▸ EXERCISE DESCRIPTION:
Render the lines as a Markdown table with the columns "Row" and "Line text," omitting blank lines. Begin at the line that contains "of the tree" and stop after the line that contains "Query: white rock face".

▸ DATA:
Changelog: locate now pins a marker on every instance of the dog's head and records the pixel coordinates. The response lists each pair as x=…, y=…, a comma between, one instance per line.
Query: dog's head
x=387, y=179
* * *
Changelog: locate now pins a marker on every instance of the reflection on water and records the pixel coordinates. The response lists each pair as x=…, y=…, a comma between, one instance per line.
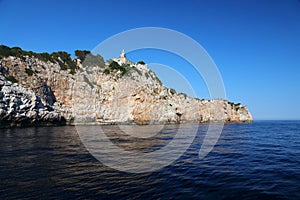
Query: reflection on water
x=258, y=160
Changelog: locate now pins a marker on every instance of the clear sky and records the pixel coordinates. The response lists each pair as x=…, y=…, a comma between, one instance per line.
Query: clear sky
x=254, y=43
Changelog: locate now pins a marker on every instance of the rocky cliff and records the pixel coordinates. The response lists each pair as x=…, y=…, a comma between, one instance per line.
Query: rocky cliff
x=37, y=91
==
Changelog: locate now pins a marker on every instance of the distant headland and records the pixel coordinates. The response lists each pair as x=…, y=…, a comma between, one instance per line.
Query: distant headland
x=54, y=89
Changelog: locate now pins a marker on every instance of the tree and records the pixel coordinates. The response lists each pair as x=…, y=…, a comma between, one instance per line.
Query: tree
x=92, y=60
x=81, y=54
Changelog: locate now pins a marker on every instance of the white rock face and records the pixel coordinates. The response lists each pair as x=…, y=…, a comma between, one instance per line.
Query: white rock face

▸ REPLY TO THE EXERCISE:
| Row | Line text |
|---|---|
| 1 | Changelog: locate now pins a marker on every instance of the tree and records the pixel coordinates. The response lists each pair as x=…, y=…, a comma between, one instance per line. |
| 2 | Query: tree |
| 3 | x=92, y=60 |
| 4 | x=81, y=54 |
| 5 | Changelog: locate now pins a marker on every instance of the white rock face and records the pixel coordinates. The response lists each pair as x=…, y=…, a comma between, one instance per line. |
| 6 | Query: white rock face |